(Items for region labeling)

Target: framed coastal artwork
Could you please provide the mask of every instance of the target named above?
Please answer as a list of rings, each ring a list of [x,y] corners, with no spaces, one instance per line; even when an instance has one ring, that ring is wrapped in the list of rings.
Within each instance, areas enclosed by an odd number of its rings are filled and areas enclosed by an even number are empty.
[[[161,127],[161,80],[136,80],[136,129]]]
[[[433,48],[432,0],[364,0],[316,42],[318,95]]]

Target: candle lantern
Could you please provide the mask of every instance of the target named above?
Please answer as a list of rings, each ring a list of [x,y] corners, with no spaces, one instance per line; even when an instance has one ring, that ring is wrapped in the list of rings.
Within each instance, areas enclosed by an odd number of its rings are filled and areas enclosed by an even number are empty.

▶ _Task brief_
Copy all of the rows above line for line, changing no character.

▶ _Final result_
Target: framed coastal artwork
Could you please provide the mask of every instance of the target named above?
Please answer as a list of rings, each ring a list of [x,y] corners, with no spaces, one instance per line; even when an instance has one ring, that ring is wrapped in the list of rings.
Within each instance, areas enclosed by an odd number of its rings are filled and areas enclosed by an even number are empty.
[[[161,127],[161,80],[136,80],[136,129]]]
[[[433,48],[432,0],[364,0],[316,42],[318,95]]]

Target: candle lantern
Could you please provide the mask of every instance of the target named above?
Please answer as a list of rings, each ring a list of [x,y] corners, with no spaces, one instance per line; even when an instance has one ring, that ring is wrapped in the list of rings.
Within each instance, areas enclosed by an odd number of its rings are filled and areas enclosed by an even number are empty.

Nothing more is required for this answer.